WHAT THE TASK ASKS –
Somewhere in the records below is a line containing "Put a marker on every instance of the black". Copy that line and everything after it through the end, unchanged.

+ + + + +

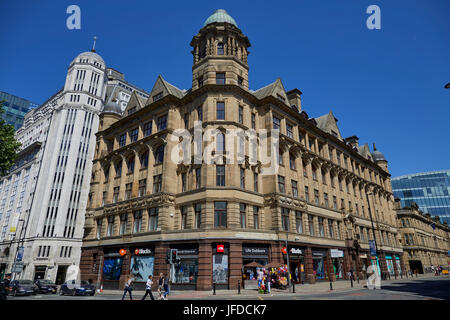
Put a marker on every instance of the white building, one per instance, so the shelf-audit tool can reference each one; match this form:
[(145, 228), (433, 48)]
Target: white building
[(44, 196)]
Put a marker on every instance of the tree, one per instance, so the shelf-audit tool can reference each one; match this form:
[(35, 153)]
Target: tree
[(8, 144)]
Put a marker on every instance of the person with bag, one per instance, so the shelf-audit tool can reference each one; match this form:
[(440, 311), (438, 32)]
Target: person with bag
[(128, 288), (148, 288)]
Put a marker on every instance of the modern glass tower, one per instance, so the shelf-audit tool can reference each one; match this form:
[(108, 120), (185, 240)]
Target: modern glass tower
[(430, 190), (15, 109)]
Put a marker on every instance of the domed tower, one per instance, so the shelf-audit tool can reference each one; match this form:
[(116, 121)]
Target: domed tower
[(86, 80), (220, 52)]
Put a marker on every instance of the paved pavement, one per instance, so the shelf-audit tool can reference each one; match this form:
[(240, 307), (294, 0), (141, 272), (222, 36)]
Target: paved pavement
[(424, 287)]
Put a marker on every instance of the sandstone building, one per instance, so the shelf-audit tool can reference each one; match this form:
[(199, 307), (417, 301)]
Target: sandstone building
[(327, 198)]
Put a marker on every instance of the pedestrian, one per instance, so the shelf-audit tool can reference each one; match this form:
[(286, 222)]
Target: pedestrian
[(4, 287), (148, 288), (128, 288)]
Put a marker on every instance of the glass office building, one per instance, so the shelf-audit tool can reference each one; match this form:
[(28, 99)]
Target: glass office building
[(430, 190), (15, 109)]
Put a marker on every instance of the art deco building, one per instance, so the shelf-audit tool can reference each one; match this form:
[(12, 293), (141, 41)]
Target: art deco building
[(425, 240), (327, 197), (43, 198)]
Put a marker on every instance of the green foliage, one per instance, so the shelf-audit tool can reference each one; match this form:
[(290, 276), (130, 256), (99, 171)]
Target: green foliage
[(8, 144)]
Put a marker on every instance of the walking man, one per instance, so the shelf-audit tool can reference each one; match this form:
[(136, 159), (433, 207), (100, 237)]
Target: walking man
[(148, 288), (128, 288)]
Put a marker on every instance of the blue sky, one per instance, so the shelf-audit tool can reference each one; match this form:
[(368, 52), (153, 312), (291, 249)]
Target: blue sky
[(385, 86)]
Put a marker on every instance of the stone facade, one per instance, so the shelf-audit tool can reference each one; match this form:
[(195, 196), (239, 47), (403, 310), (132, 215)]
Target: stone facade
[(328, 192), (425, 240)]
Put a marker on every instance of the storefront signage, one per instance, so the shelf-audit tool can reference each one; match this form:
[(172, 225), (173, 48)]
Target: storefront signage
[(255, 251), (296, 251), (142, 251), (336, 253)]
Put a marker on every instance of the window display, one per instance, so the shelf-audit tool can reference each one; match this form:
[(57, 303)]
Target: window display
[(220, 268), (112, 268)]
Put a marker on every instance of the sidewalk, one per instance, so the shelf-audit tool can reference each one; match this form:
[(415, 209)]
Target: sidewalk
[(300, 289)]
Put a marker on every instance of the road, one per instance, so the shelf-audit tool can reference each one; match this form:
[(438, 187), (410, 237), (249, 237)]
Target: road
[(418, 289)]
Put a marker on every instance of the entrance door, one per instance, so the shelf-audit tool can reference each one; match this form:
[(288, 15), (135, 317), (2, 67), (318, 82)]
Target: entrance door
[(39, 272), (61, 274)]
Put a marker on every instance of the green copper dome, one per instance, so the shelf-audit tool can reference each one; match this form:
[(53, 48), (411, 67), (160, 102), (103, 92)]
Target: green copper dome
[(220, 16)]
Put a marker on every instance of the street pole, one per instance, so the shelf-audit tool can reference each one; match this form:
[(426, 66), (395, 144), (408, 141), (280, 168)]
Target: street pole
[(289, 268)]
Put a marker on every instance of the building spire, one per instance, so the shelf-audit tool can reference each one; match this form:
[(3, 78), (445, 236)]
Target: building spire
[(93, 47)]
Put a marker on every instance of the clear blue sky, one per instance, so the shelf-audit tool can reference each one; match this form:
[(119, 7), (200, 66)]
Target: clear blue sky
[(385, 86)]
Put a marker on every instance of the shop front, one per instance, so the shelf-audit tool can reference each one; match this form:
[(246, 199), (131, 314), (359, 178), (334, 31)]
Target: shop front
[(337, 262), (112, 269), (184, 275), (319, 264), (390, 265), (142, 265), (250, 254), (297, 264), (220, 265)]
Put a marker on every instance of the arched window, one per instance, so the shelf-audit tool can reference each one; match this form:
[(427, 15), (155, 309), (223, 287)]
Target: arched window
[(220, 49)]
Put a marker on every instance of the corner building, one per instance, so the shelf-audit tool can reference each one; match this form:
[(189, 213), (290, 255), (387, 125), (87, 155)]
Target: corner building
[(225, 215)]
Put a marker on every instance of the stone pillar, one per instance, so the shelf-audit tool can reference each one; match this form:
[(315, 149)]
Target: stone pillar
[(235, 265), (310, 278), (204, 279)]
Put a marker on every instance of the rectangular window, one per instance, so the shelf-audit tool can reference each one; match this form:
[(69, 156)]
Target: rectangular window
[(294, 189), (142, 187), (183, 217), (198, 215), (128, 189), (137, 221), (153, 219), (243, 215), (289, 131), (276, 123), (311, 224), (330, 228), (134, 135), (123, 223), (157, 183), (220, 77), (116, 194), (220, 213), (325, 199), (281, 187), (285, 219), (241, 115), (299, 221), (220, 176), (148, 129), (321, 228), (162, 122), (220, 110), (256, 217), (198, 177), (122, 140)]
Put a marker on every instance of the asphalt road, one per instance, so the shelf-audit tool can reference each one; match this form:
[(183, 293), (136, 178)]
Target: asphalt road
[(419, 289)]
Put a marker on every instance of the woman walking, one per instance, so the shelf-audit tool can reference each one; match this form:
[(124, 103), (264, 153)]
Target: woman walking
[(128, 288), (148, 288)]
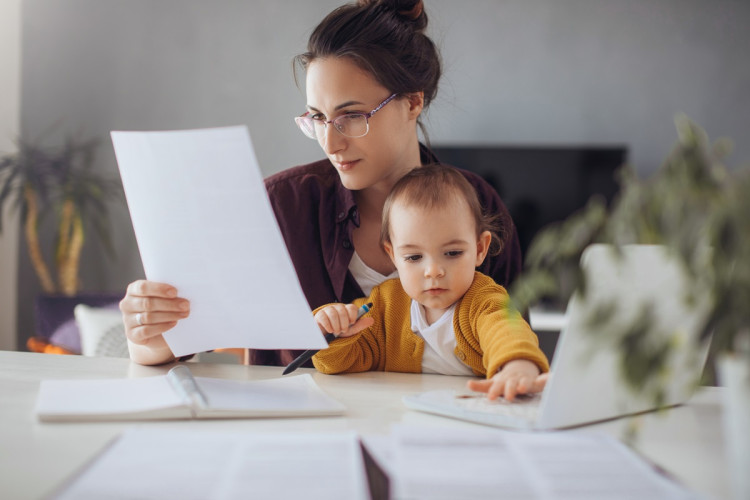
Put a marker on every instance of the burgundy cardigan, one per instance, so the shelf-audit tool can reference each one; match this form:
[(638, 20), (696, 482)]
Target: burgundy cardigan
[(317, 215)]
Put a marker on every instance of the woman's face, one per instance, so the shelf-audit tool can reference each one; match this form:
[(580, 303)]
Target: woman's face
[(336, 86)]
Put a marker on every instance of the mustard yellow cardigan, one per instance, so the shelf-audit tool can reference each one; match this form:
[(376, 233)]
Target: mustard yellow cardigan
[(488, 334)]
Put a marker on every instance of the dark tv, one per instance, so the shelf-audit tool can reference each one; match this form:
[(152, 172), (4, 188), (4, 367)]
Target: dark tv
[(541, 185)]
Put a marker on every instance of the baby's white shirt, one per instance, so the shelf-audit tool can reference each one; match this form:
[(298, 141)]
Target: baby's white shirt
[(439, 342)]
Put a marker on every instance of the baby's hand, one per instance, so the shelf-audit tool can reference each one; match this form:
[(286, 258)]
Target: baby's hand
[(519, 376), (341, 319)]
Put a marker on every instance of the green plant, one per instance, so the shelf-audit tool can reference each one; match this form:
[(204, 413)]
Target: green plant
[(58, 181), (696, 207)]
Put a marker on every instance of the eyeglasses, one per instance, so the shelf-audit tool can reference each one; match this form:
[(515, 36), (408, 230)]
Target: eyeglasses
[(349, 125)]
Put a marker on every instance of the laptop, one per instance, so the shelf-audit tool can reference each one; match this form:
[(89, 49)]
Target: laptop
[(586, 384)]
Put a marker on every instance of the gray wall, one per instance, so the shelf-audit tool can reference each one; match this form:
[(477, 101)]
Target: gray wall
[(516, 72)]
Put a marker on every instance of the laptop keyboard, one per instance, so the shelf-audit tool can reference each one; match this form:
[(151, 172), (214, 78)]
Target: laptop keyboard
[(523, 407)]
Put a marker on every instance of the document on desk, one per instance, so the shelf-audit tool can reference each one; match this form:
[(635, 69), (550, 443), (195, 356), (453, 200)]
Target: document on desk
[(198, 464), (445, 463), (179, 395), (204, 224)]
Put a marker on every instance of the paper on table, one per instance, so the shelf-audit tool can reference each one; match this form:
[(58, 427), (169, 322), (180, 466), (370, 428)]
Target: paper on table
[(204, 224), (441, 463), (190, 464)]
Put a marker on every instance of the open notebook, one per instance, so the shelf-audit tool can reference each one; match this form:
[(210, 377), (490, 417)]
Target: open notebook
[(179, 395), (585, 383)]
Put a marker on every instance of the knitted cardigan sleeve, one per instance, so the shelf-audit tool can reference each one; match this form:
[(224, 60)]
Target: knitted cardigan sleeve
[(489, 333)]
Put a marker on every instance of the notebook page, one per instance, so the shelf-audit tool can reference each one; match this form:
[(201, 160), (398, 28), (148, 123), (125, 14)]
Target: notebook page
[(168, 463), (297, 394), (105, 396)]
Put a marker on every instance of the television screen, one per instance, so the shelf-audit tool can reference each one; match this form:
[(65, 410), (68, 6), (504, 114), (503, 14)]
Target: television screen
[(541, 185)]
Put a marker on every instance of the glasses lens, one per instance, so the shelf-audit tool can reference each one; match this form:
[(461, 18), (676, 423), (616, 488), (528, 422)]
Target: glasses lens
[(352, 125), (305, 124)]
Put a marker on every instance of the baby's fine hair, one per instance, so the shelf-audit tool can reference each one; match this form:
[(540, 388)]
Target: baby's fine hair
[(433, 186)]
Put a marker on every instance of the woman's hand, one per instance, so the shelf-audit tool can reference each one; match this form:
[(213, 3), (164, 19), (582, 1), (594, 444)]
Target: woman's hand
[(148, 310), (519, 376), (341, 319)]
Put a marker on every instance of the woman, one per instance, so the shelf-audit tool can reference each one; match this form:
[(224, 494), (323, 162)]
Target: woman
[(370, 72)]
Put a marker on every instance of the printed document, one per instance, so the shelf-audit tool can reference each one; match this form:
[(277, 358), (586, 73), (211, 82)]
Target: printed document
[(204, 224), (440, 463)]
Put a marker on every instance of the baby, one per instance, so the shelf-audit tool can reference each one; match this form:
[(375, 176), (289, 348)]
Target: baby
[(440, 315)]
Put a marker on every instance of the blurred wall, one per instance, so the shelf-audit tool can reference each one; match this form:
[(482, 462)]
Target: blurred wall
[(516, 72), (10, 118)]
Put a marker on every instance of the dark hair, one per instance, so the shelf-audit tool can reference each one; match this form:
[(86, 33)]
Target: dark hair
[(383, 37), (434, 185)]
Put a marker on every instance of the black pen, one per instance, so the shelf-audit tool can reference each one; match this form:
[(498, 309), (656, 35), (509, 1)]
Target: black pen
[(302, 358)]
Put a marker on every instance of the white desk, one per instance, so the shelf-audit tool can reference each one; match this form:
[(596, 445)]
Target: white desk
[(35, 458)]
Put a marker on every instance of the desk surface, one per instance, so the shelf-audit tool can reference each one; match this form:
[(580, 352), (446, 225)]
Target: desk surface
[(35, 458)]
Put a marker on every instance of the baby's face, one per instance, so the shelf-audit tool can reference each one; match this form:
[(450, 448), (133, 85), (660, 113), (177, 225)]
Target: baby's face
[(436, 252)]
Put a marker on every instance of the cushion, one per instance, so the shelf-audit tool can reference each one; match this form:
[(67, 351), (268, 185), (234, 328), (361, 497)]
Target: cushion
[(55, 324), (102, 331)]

+ + + + +

SOLUTION TO THIS EXERCISE –
Put a marker on every instance of the black pen, one per instance, so the shelf-audit tool can reference each one; match this form:
[(498, 309), (656, 35), (509, 1)]
Target: black pen
[(302, 358)]
Put a marker on every instance of the white desk, one per instance, so the shelf-audit tool can reference each one; match this form:
[(596, 445)]
Target: white desk
[(35, 458)]
Put a marker on every instance of the desk surface, one per instance, so the shelf-audit tool can reference each one; match this form:
[(580, 352), (446, 225)]
Target: desk surface
[(35, 458)]
Put a marker on every instance of the baby's face, one per instance, so the shelf-audit tool can reference each one; match this form:
[(450, 448), (133, 85), (660, 113), (177, 225)]
Target: baby's face
[(436, 252)]
Put a marker on every instance of the cushion, one per instance, so the shelf-audit tool can reference each one; match this form:
[(67, 351), (268, 185), (234, 328), (361, 497)]
Target: cushion
[(55, 324), (102, 331)]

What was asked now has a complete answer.